• [TASK STATEMENT]:
Each entry below must be repeated word for word.

• [INPUT ROWS]:

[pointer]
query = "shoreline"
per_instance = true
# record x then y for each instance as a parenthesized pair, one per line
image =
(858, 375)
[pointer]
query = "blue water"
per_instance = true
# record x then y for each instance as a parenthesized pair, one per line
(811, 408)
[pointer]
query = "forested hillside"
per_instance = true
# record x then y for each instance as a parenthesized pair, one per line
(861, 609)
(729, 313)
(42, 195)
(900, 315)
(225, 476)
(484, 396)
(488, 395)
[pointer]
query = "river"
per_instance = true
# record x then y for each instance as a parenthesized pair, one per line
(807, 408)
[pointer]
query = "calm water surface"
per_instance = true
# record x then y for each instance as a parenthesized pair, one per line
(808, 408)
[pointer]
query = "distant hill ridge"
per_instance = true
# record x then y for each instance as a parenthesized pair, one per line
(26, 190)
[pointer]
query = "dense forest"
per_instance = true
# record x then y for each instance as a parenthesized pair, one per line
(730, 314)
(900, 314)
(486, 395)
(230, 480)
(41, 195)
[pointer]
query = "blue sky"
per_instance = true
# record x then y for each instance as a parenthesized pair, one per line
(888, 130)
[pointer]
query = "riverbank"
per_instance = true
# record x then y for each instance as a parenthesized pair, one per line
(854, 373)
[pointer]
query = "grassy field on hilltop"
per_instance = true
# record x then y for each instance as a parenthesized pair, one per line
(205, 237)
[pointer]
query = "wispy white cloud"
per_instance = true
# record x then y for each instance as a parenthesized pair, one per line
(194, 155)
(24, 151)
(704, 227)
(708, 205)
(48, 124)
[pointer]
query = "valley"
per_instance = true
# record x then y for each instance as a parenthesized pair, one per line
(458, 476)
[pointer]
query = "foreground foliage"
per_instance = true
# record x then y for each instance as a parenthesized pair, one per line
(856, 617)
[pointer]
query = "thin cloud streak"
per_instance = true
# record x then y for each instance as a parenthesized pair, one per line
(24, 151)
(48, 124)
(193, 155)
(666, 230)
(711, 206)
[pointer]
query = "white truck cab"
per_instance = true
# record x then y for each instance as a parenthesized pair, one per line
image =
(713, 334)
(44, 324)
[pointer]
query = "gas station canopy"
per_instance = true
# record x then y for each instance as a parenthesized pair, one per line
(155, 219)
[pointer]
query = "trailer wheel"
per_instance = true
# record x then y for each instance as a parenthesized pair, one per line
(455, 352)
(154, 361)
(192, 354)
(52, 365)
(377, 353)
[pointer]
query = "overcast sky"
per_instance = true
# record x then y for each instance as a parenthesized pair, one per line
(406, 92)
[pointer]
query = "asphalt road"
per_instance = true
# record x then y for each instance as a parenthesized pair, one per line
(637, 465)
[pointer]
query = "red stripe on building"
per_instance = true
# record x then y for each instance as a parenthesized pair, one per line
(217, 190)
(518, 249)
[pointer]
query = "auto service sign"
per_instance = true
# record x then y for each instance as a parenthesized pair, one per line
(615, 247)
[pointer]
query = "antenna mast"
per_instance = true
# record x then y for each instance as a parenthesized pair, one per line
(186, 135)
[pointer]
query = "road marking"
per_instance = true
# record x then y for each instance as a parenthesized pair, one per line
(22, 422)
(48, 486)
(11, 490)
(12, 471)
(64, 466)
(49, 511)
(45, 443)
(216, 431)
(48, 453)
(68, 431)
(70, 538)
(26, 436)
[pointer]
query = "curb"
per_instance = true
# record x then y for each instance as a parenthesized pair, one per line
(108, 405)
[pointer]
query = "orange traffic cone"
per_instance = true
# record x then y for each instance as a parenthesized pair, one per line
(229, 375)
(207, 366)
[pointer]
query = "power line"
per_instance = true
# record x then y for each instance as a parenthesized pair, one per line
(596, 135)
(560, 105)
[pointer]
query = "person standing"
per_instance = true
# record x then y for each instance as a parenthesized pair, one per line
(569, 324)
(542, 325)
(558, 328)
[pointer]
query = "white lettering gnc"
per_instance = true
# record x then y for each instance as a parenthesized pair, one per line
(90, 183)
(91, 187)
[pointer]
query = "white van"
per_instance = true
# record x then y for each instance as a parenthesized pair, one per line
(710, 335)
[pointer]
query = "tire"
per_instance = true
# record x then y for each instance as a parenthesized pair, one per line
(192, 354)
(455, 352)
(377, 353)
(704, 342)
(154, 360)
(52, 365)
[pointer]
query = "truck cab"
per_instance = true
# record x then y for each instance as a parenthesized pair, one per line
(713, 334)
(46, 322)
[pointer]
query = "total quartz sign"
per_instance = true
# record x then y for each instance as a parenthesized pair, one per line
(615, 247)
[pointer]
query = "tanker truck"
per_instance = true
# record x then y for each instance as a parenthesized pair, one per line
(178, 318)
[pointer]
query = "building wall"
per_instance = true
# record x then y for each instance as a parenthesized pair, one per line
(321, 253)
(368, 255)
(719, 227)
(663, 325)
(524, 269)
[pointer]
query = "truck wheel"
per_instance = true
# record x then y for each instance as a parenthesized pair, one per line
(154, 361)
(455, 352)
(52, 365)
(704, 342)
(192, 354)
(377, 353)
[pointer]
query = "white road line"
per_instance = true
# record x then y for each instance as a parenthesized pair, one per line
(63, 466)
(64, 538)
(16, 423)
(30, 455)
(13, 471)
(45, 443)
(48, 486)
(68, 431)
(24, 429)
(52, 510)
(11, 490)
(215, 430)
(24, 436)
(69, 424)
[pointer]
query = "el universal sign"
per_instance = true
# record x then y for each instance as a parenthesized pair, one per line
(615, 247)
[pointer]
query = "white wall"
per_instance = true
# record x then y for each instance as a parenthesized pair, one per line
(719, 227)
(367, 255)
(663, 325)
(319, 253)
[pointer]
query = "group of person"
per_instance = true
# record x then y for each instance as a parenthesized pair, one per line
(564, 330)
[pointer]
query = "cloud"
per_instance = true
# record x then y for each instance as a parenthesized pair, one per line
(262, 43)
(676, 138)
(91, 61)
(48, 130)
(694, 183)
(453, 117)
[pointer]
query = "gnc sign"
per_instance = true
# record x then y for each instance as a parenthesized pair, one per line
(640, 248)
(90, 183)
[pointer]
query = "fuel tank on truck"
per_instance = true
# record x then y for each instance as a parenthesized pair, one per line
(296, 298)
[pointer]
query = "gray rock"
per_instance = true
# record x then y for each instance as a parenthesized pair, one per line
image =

• [THE COMPLETED TASK]:
[pointer]
query = "shoreline"
per_instance = true
# record x then y for each instance as a parenthesized pair, one per line
image =
(858, 375)
[pointer]
query = "blue water"
per_instance = true
# record x then y for each instance as a parenthesized pair, one per line
(811, 408)
[pointer]
query = "forested hillside"
per_instance = true
# record x then y for each instance as a parenthesized pair, one per line
(861, 609)
(729, 313)
(42, 195)
(900, 315)
(225, 476)
(484, 396)
(488, 395)
[pointer]
query = "river"
per_instance = true
# record x then y for each instance as a parenthesized pair, one per line
(807, 408)
[pointer]
query = "calm water surface"
per_instance = true
# record x then y for each instance as a parenthesized pair, one per line
(808, 408)
[pointer]
query = "distant hill ridge"
per_instance = true
# record x then y for each instance as a parenthesized pair, one per line
(26, 190)
[pointer]
query = "dense forest"
per_instance = true
# record x then y for each instance as a parenthesized pair, one per line
(730, 314)
(900, 314)
(486, 395)
(230, 480)
(41, 195)
[pointer]
query = "blue sky"
per_instance = true
# record x then y for each instance as a parenthesized pair, one per line
(888, 130)
[pointer]
query = "riverbank"
per_instance = true
# record x then y for each instance as a parenthesized pair, one per line
(854, 373)
[pointer]
query = "grassy field on hilltop"
per_instance = true
# record x then y for each instance as a parenthesized pair, one per line
(205, 237)
[pointer]
query = "wispy white cloud"
per_instance = true
# record x then y for each instance as a parenthesized pair, one per line
(194, 155)
(24, 151)
(704, 227)
(708, 205)
(48, 124)
[pointer]
query = "valley"
per_instance = true
# record x then y for each instance as a parenthesized pair, one per line
(458, 476)
[pointer]
query = "foreground foliage"
per_instance = true
# record x then y for each instance as a parenthesized pair, one per line
(856, 617)
[pointer]
query = "thin cloud streak"
per_instance = true
# record x then y for each instance as a parenthesized pair, one per line
(24, 151)
(48, 124)
(193, 155)
(666, 230)
(711, 206)
[pointer]
query = "white truck cab"
per_instance = true
# record x then y for each instance as a parenthesized pair, one per line
image =
(713, 334)
(44, 324)
[pointer]
query = "gas station canopy"
per_instance = true
# record x then y for each instance as a parenthesized pair, one per line
(155, 219)
[pointer]
query = "trailer wheel"
per_instance = true
# record x then y for each instance as a parenthesized pair, one per line
(455, 352)
(154, 361)
(192, 354)
(52, 365)
(377, 353)
[pointer]
query = "overcast sky"
per_instance = true
# record x then y for each instance as a parenthesized pair, one per line
(406, 92)
[pointer]
query = "asphalt road"
per_instance = true
# record x then y for each instance as a parenthesized pair, one per line
(637, 465)
[pointer]
query = "red stripe on building"
per_instance = true
# record x then y for each instance as a parenthesized pair, one per line
(217, 190)
(518, 249)
[pointer]
query = "auto service sign"
per_instance = true
# record x then y for each instance as a parenthesized pair, one per line
(615, 247)
[pointer]
query = "antenna mast"
per_instance = true
# record x then y for each instance as a parenthesized pair, one per line
(186, 135)
[pointer]
query = "road marking"
per_instance = true
# record x then y for each instance as a parenthesized pair, one per line
(22, 422)
(48, 486)
(11, 490)
(12, 471)
(64, 466)
(49, 511)
(45, 443)
(216, 431)
(48, 453)
(68, 431)
(70, 538)
(26, 436)
[pointer]
query = "curb"
per_instance = true
# record x then y for each instance as a parenthesized pair, one per line
(108, 405)
[pointer]
query = "orange traffic cone"
per_instance = true
# record x then y for each instance as a parenthesized pair, one per line
(229, 375)
(207, 366)
[pointer]
query = "power line"
per_instance = true
# record x then y for each instance as a parenthesized pair, one per line
(596, 135)
(560, 105)
[pointer]
query = "person standing"
per_instance = true
# record x then y for each instance as a parenthesized pair, one per line
(569, 324)
(542, 325)
(558, 328)
[pointer]
query = "white lettering gnc"
per_instance = true
# record x then y for each instance as a parenthesized pair, one per line
(90, 183)
(91, 187)
[pointer]
query = "white van"
per_instance = true
# record x then y for each instance as a parenthesized pair, one per line
(710, 335)
[pointer]
query = "tire"
per_instance = true
# record x then y for each instance as a parenthesized pair, one per line
(192, 354)
(455, 352)
(377, 353)
(704, 342)
(154, 360)
(52, 365)
[pointer]
query = "truck cab"
per_instance = true
# record x then y for each instance as a parenthesized pair, one per line
(713, 334)
(46, 322)
[pointer]
query = "total quartz sign"
per_instance = true
# record x then y for each instance as a parenthesized pair, one per line
(615, 247)
[pointer]
query = "tanker truck"
per_instance = true
# record x then y for each instance as a parenthesized pair, one per line
(178, 318)
[pointer]
query = "building wall"
per_instance = true
# record x then y for each instance as a parenthesized pair, one per line
(321, 253)
(368, 255)
(719, 227)
(663, 325)
(524, 269)
[pointer]
query = "truck wheel"
per_instance = true
# record x then y for each instance as a parenthesized pair, one per line
(154, 361)
(455, 352)
(52, 365)
(704, 342)
(192, 354)
(377, 353)
[pointer]
query = "white road line"
per_instance = true
# record x then y for each instance as a parenthesized pair, one per line
(63, 466)
(64, 538)
(16, 423)
(30, 455)
(13, 471)
(45, 443)
(48, 486)
(68, 431)
(24, 429)
(52, 510)
(11, 490)
(215, 430)
(24, 436)
(69, 424)
[pointer]
query = "el universal sign"
per_instance = true
# record x then y for each instance as a parenthesized pair, one per line
(615, 247)
[pointer]
query = "white wall"
per_instance = true
# record x then y for each instance as a parenthesized pair, one per line
(719, 227)
(367, 255)
(663, 325)
(319, 253)
[pointer]
query = "group of person"
per_instance = true
# record x then y for each instance as a parenthesized pair, one per line
(564, 330)
[pointer]
query = "cloud"
per_instance = true
# record x then y for each instance as a parenthesized pair, one per line
(262, 43)
(676, 138)
(91, 61)
(48, 130)
(694, 183)
(453, 117)
[pointer]
query = "gnc sign"
per_instance = true
# record x then y for each instance as a parenthesized pair, one per line
(640, 248)
(90, 183)
[pointer]
query = "fuel tank on truck"
per_instance = true
# record x then y for each instance as a parenthesized pair, one per line
(296, 298)
[pointer]
query = "gray rock"
per_instance = true
# record x then y for each instance as a parenthesized pair, one per line
image =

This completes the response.